* Document text *
From February to October 1918, Leitch commanded 15th Brigade, 8th Division at Camp Fremont, California, and he served as acting division commander on several occasions. He was promoted to temporary major general on October 1, 1918. From October 1918 to April 1919, he commanded the 13th Division at Fort Lewis, Washington. In April 1919, Leitch returned to his permanent rank of colonel.

==Later career==
Leitch served in Russia from May 1919 to March 1920, first as inspector general, and later as chief of staff of American Expeditionary Force, Siberia. He commanded the 27th Infantry in Manila, Philippines from March to August 1920. From August 1920 to February 1921, he was chief of staff of the Philippine Department. He served as chief of staff for the 3rd Division at Fort Lewis, Washington from March 1921 to September 1924. From October 1924 to June 1925, Leitch was based in Los Angeles as liaison officer to units of the Organized Reserve Corps based in southern California. From June 1925 to March 1926, Leitch was stationed at the Presidio of San Francisco as liaison to ORC units based in northern California. In January 1916, he was promoted to permanent brigadier general.

(Saved data entries)

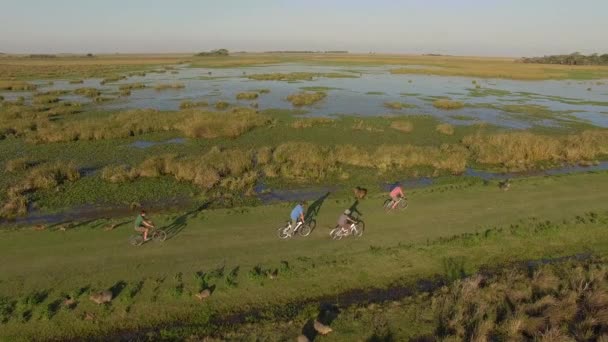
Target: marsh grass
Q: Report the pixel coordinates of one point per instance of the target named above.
(41, 177)
(447, 104)
(524, 150)
(88, 92)
(397, 105)
(249, 95)
(187, 104)
(16, 86)
(306, 98)
(311, 122)
(445, 128)
(402, 125)
(168, 86)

* What is being asked *
In the text on Leitch's military career, copy everything from "From February to" down to "rank of colonel.".

* Result *
From February to October 1918, Leitch commanded 15th Brigade, 8th Division at Camp Fremont, California, and he served as acting division commander on several occasions. He was promoted to temporary major general on October 1, 1918. From October 1918 to April 1919, he commanded the 13th Division at Fort Lewis, Washington. In April 1919, Leitch returned to his permanent rank of colonel.